*Set problem 1*
Rewrite the part of the USPS comment starting with "In the UK the" and going on through "except America, healthcare.", changing "Royal Mail" to "Post Office" throughout.
*Set problem 2*
Locate each line in the listing containing the string "brick", with case counting, and copy those lines out.

Ed, nice blog. I agree with you that the USPS should have been better prepared for the email/paperless society. Having said that, there are a host of profit making industries (newspapers, music) and businesses (Blockbuster) that didn’t adequately foresee and prepare for the impact of the internet.

In the UK the Royal Mail is experiencing many of the same criticisms as the USPS, but when it comes to the budget issue I would repeat a very interesting comment I once heard: “Royal Mail doesn’t lose millions of pounds every year; it costs millions of pounds to run a postal service.”

I disagree that the USPS should be left to die a normal institutional death. While I think that a $15bn debt is way too much, I believe that a national postal service that is affordable to all is a lynchpin of society and should not be left entirely to the mercy of market forces, in the same way of education, law enforcement, national defense and, as with every industrialized country in the world except America, healthcare.

Ed Moed

Thanks for your thoughts Carl. I don’t disagree with you. But, have two points of rebuttal:

1)Blockbuster just went bankrupt. So have many, many newspapers. Blockbuster was way too slow in seeing how cable and the Internet were changing the content landscape With newspapers, it almost wasn’t fair how quickly the Internet killed their models. Still, the strong survive and natural forces should kill off those who can’t change.

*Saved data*
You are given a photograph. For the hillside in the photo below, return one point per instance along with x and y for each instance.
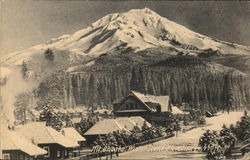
(137, 50)
(138, 29)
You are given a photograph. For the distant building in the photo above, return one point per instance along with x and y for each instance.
(138, 104)
(14, 146)
(106, 126)
(56, 145)
(155, 109)
(73, 135)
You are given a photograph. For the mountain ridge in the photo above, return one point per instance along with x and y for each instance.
(139, 29)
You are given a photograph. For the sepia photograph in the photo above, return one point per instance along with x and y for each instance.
(124, 80)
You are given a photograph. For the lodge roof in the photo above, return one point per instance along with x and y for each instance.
(110, 125)
(176, 110)
(72, 134)
(12, 140)
(43, 134)
(151, 100)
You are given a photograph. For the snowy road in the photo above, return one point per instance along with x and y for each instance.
(180, 148)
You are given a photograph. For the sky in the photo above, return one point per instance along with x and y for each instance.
(25, 23)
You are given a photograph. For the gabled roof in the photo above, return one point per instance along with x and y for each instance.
(104, 127)
(126, 122)
(110, 125)
(149, 101)
(139, 121)
(76, 120)
(72, 134)
(12, 140)
(162, 100)
(176, 110)
(44, 134)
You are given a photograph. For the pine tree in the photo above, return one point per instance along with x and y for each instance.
(24, 69)
(49, 55)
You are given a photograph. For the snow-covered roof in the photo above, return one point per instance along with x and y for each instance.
(76, 120)
(176, 110)
(44, 134)
(162, 100)
(139, 121)
(126, 122)
(103, 111)
(72, 134)
(104, 127)
(12, 140)
(110, 125)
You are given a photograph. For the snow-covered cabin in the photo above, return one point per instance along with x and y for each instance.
(106, 126)
(14, 146)
(56, 145)
(138, 104)
(73, 135)
(155, 109)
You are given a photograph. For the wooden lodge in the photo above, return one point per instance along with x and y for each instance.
(14, 146)
(57, 145)
(106, 126)
(155, 109)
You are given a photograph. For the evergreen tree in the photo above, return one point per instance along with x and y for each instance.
(24, 69)
(49, 55)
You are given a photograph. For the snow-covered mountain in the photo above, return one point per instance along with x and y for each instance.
(138, 29)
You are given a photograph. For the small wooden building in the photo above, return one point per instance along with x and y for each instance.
(56, 145)
(73, 135)
(138, 104)
(155, 109)
(106, 126)
(14, 146)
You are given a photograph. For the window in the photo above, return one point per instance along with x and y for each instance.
(58, 153)
(66, 153)
(26, 157)
(48, 152)
(6, 156)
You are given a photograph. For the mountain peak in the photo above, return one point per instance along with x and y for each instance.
(138, 29)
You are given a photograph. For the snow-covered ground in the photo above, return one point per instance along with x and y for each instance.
(180, 147)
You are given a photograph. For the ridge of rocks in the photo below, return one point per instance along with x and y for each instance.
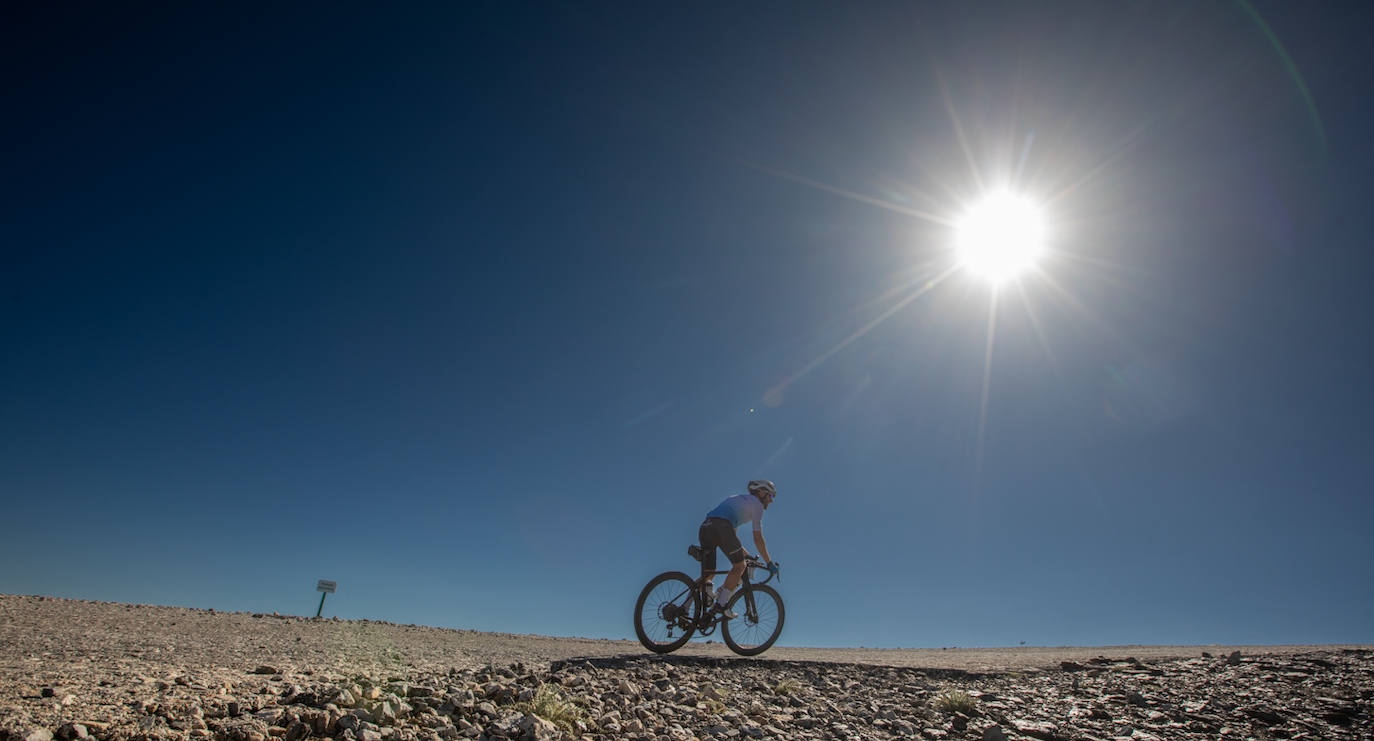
(103, 678)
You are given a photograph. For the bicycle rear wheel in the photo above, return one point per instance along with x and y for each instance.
(667, 605)
(759, 623)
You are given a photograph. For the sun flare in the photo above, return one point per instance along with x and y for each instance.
(1000, 237)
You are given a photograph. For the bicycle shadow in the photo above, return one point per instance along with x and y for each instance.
(649, 660)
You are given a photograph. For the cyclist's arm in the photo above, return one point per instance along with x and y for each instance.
(761, 546)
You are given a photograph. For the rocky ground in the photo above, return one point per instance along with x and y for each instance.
(73, 670)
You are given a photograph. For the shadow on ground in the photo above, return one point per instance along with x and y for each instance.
(646, 660)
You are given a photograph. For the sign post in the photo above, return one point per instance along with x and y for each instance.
(324, 587)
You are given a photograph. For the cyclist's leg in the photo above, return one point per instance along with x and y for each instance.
(708, 550)
(735, 551)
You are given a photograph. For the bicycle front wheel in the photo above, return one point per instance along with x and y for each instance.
(759, 623)
(665, 613)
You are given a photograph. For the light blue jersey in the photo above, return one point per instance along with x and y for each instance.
(739, 509)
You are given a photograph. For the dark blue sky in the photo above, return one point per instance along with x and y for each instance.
(477, 310)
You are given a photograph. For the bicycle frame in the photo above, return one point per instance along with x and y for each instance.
(750, 611)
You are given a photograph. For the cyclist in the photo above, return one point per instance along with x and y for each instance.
(719, 532)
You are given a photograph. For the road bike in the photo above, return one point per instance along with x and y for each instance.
(673, 606)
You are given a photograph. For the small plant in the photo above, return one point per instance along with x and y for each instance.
(954, 701)
(550, 705)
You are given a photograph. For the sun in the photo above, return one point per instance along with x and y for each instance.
(1000, 237)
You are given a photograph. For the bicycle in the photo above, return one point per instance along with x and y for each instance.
(672, 601)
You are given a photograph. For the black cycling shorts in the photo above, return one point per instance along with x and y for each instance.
(719, 534)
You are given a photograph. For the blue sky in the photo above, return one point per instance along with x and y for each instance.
(478, 308)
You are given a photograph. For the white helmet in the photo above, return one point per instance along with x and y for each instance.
(763, 488)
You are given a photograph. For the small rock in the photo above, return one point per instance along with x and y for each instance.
(536, 729)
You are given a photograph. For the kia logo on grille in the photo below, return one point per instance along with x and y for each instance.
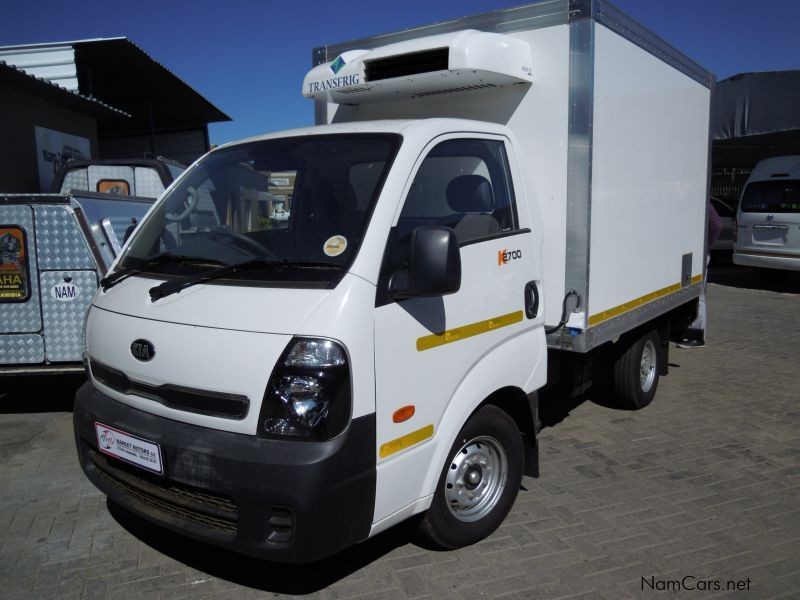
(142, 350)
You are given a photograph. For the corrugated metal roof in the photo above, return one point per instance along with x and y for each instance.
(57, 93)
(62, 63)
(54, 63)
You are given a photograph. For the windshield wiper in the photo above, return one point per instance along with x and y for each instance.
(108, 282)
(173, 287)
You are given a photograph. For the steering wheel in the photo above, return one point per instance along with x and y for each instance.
(234, 238)
(192, 198)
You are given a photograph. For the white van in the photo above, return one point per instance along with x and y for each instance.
(767, 230)
(477, 216)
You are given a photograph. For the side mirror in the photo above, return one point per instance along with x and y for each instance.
(434, 265)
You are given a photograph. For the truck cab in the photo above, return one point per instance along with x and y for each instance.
(409, 255)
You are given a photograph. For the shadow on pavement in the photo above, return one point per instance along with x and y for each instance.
(260, 574)
(38, 394)
(787, 282)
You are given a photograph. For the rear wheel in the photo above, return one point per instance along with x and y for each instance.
(636, 372)
(479, 481)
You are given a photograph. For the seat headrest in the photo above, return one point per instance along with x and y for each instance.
(470, 194)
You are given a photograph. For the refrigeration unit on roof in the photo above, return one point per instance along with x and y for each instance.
(456, 62)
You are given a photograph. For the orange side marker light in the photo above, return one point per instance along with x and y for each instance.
(403, 414)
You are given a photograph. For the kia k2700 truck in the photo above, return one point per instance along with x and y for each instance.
(487, 208)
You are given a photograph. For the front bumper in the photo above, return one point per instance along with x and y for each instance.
(285, 501)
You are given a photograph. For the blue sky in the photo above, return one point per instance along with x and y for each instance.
(249, 57)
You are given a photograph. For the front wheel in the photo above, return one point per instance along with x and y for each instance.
(479, 481)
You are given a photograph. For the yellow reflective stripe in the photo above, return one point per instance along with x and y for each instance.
(406, 441)
(461, 333)
(623, 308)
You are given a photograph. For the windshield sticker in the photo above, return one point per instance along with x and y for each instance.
(335, 245)
(14, 279)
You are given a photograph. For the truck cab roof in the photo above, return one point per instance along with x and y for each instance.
(406, 127)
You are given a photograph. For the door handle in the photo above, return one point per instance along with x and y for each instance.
(531, 299)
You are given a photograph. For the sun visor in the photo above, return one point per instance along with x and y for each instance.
(453, 63)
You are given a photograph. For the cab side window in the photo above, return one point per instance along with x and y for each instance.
(463, 184)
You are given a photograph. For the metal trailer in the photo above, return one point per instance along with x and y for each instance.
(603, 149)
(54, 249)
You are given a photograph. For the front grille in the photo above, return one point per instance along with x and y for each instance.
(403, 65)
(204, 402)
(217, 514)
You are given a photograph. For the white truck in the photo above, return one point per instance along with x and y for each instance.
(487, 208)
(55, 248)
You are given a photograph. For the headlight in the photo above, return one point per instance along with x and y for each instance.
(308, 394)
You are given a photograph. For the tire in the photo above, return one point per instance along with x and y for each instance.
(636, 372)
(485, 462)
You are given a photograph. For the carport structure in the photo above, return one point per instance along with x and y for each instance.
(754, 116)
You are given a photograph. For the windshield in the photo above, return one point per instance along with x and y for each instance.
(772, 196)
(300, 203)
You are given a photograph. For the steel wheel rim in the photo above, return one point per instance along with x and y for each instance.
(647, 367)
(476, 478)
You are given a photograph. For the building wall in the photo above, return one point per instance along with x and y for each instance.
(184, 146)
(20, 113)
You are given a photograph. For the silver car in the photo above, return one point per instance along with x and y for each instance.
(767, 233)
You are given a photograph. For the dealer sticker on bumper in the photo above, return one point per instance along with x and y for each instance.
(128, 447)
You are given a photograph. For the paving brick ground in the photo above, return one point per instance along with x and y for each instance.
(701, 486)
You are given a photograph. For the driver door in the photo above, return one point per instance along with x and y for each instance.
(440, 354)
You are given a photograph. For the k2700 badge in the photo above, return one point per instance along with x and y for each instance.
(506, 256)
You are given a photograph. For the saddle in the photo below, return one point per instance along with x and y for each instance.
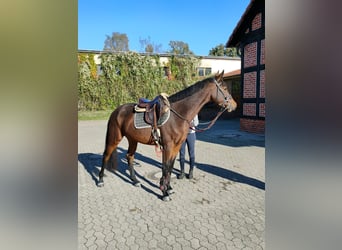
(153, 110)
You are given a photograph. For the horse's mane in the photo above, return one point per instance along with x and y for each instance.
(189, 90)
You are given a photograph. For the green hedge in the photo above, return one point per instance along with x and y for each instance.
(125, 77)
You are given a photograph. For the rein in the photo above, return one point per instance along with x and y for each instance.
(203, 129)
(226, 98)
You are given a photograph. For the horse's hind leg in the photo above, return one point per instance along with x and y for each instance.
(113, 139)
(130, 161)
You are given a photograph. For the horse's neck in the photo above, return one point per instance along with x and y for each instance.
(191, 105)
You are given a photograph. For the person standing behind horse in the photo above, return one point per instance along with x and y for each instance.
(190, 142)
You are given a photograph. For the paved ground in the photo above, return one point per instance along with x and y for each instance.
(221, 208)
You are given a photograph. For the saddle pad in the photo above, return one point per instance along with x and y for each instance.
(139, 121)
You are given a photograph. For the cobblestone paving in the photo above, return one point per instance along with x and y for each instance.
(221, 208)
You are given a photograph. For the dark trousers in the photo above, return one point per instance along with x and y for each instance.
(190, 142)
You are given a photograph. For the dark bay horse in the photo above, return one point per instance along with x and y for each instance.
(184, 105)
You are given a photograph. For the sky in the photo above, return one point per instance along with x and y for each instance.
(201, 24)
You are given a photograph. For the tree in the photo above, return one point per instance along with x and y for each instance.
(116, 42)
(220, 50)
(180, 48)
(148, 46)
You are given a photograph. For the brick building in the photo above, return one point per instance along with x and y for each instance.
(249, 37)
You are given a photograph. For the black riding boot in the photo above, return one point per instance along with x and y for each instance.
(192, 164)
(182, 174)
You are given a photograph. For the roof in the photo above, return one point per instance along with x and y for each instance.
(232, 73)
(240, 28)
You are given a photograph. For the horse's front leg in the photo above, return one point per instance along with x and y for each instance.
(130, 161)
(165, 181)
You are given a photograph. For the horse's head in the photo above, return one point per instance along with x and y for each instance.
(221, 95)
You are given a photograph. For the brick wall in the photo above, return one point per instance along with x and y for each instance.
(262, 56)
(253, 94)
(262, 93)
(249, 89)
(250, 55)
(256, 23)
(249, 109)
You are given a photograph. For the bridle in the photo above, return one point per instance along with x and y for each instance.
(223, 108)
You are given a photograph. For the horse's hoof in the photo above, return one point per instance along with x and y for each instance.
(170, 191)
(166, 198)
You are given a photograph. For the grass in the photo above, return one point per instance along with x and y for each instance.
(94, 115)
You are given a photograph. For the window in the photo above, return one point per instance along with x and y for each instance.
(202, 71)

*Final result 1*
In the UK the Post Office is experiencing many of the same criticisms as the USPS, but when it comes to the budget issue I would repeat a very interesting comment I once heard: “Post Office doesn’t lose millions of pounds every year; it costs millions of pounds to run a postal service.”

I disagree that the USPS should be left to die a normal institutional death. While I think that a $15bn debt is way too much, I believe that a national postal service that is affordable to all is a lynchpin of society and should not be left entirely to the mercy of market forces, in the same way of education, law enforcement, national defense and, as with every industrialized country in the world except America, healthcare.

*Final result 2*
You are given a photograph. For the paving brick ground in the photo above, return one point per instance along with x and y for each instance.
You are given a photograph. For the brick building in the photo above, return one point per instance along with x and y for each instance.
You are given a photograph. For the brick wall in the photo above, return one point per instance along with x and y for each instance.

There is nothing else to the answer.